INSTRUCTIONS:
(A) In the storm database analysis, which event type is the most harmful concerning crop damage?
(B) Collect every line of the records that contains the string "tree".

DOCUMENT SECTION:
The U.S. National Oceanic and Atmospheric Administration’s (NOAA) storm database includes information about event types causing damage on public health and the economy. The following analysis uses this database in order to tackle the two questions:
The database includes comparable data since 1996, therefore the analysis will use data since 1996. The coding of the event types differs from instructions from the original code book. Therefore, a matching of the event types from the dataset and the original codebook had to be done and is described below. Impacts on public health are separated in injuries and fatalities. Damage on the economy are separated in crop and property damage.
The results are:
The most harmful events concerning injuries and fatalities are tornados. However, the most harmful event concerning fatalities is excessive heat.
The most harmful events concerning economic damage are floods. However, the most harmful event concerning crop damage is drought.
#required libraries
library(dplyr)
library(ggplot2)
library(reshape2)
library(stringdist)
## Warning: package 'stringdist' was built under R version 3.5.2
The data is available via a bz2-file, which can be opened with read.csv.
# Getting data
data <- read.csv("repdata_data_StormData.csv.bz2")
Before 1996 the dataset gradually were added new event types. Since 1996 the dataset wasn’t changed concerning new event types. Therefore we will focus on the years from 1996.
# Transform BGN_DATE to date-variable and filter only Events after 01/01/1996
data0 <- data
data0$date <- as.Date(data[["BGN_DATE"]], "%m/%d/%Y %H:%M:%S")
data0 <- data0 %>% filter(date > "1996-01-01")
However, the event types are coded in a messy way. First, we will lower all cases in order to get a more comprehensive data set. In the second step we will erase all event types including the word “summary” which do not appear to be events
# Lower all cases in EVTYPE
data0$EVTYPE <- tolower(data0$EVTYPE)
# Delete all Events containing "Summary" in EVTYPE
data0 <- data0[!grepl("Summary", data0$EVTYPE),]
In the third step a variable eventtypes48 is created in order to match the event types from the original codebook the the event types from the dataset. The matching is done with amatch and a maximal distance of 3.

INPUT FOR THIS TASK:
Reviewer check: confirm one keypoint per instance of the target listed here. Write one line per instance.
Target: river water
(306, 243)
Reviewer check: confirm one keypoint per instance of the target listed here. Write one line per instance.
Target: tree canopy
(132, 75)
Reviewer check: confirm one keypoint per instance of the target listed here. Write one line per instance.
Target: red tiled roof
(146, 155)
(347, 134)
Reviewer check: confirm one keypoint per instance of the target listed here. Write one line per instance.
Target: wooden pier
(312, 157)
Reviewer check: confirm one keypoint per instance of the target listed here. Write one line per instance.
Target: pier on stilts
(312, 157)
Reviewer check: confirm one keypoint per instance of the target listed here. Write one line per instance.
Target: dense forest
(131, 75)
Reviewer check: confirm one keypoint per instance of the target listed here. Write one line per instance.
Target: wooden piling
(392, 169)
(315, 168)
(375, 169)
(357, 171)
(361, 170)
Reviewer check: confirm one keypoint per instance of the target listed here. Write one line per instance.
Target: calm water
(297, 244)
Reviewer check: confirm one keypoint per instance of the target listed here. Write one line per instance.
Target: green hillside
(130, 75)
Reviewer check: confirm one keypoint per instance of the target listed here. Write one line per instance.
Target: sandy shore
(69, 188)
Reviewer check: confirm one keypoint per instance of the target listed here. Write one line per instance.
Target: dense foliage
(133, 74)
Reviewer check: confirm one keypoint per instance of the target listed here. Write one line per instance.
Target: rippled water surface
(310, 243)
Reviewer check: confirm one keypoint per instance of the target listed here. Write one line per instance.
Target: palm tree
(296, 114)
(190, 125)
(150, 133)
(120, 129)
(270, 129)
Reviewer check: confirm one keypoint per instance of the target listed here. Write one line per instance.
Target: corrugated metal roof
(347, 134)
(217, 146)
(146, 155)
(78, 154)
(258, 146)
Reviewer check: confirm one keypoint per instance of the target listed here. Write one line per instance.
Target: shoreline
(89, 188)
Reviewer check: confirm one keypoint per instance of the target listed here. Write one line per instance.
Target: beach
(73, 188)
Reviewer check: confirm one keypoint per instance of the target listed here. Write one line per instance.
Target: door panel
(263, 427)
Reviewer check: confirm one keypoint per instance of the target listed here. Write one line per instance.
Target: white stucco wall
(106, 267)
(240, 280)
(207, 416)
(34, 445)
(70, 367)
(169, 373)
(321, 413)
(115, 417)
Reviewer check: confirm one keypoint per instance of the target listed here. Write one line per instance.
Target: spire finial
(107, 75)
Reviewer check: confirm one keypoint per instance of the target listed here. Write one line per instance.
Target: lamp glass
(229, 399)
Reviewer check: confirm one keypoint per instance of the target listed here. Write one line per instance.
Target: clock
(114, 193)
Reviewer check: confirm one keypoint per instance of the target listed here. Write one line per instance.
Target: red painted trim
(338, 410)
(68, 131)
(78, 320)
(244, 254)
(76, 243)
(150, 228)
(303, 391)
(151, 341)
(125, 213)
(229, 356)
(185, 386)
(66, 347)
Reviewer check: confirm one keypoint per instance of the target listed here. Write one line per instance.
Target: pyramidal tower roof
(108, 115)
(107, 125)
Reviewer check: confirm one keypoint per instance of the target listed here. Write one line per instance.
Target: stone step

RESULTS IN ORDER:
(A) Drought.

(B)
Target: tree canopy
Target: palm tree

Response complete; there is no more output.